Stored data entries:
_ _ _ _ _ _ _

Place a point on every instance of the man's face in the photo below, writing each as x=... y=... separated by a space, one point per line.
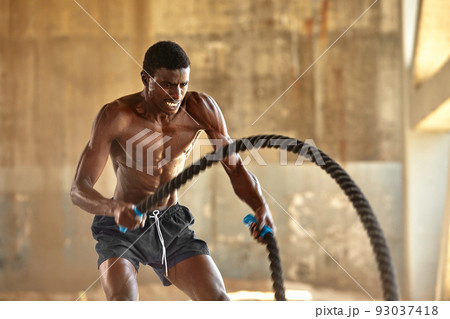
x=167 y=89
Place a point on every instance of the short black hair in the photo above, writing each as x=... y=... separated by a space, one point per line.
x=165 y=54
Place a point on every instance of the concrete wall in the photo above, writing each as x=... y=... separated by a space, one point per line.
x=58 y=68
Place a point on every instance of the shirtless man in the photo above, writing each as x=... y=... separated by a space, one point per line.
x=166 y=107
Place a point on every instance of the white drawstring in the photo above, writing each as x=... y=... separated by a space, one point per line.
x=161 y=238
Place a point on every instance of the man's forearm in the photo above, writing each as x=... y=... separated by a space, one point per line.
x=90 y=200
x=246 y=186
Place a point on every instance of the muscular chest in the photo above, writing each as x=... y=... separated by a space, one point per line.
x=148 y=147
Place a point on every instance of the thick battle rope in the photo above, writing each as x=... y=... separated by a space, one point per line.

_ _ _ _ _ _ _

EXERCISE PROMPT: Please transcribe each entry exactly, but skip any picture it holds.

RESPONSE BOX:
Place a point on every instance of the man's face in the photo below, writing each as x=... y=... separated by a space, one point per line.
x=167 y=89
Place a point on every instance of the short black hair in the photo above, writing each as x=... y=... separated by a space, one point per line.
x=165 y=54
Place a point on every instance of the concrete wall in the photo above, writing each as x=... y=... separated by a space, one point per line.
x=58 y=68
Place a point on every instance of the shirtless man in the photo above, writing each as x=... y=... separated by a space, one point per line.
x=166 y=107
Place a point on every instance of the white drawstring in the photo above, writing each as x=... y=... separated by a space, one point per line.
x=161 y=238
Place a point on every instance of the man's forearm in the photo above, writing each as x=... y=... separated by a space, one point per line.
x=90 y=200
x=246 y=186
Place a point on every instance of the muscular chest in the photo above, writing each as x=... y=... separated by a space, one point per line.
x=148 y=147
Place a point on every instance of the thick battle rope in the photo above, writing each as x=... y=... separated by a space, one point per line.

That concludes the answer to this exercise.